EXERCISE REQUIREMENTS
Among the records that follow, find the line with "Practice. Point out each instance of the steep" and the line with "Practice. Point out each instance of the snow". Set down those lines and all lines between them exactly, without adding anything.

INPUT RECORDS
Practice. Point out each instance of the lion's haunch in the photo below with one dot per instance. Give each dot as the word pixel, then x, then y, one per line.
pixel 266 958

* * *

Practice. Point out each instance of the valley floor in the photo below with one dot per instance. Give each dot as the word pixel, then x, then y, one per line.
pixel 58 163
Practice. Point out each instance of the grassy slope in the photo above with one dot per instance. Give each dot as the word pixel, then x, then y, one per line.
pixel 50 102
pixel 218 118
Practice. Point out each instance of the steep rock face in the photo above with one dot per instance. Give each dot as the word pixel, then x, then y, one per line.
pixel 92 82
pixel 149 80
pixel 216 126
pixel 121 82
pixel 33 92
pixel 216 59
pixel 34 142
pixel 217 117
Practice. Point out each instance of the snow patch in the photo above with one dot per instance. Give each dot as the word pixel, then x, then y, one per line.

---

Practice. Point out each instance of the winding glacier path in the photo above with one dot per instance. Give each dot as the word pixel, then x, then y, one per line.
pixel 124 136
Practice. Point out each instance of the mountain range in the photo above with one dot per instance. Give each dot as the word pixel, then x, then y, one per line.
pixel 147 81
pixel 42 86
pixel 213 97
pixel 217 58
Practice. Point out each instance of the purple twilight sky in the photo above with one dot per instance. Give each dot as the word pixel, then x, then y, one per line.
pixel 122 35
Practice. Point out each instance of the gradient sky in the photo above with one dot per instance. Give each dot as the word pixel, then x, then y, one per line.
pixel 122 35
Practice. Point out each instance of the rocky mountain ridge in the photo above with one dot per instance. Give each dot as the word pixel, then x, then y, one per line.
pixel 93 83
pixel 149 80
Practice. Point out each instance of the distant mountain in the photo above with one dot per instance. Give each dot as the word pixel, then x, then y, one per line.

SOLUTION TO THIS PROBLEM
Practice. Point out each instance of the steep rock face in the photo above with one dot per instance. Give each dot as the word pixel, then x, then y, one per line.
pixel 92 82
pixel 149 80
pixel 216 126
pixel 121 82
pixel 33 92
pixel 216 59
pixel 34 142
pixel 217 117
Practice. Point out each instance of the snow patch in the photo above with one dot per instance. Give each dot as the word pixel, then x, then y, one per line.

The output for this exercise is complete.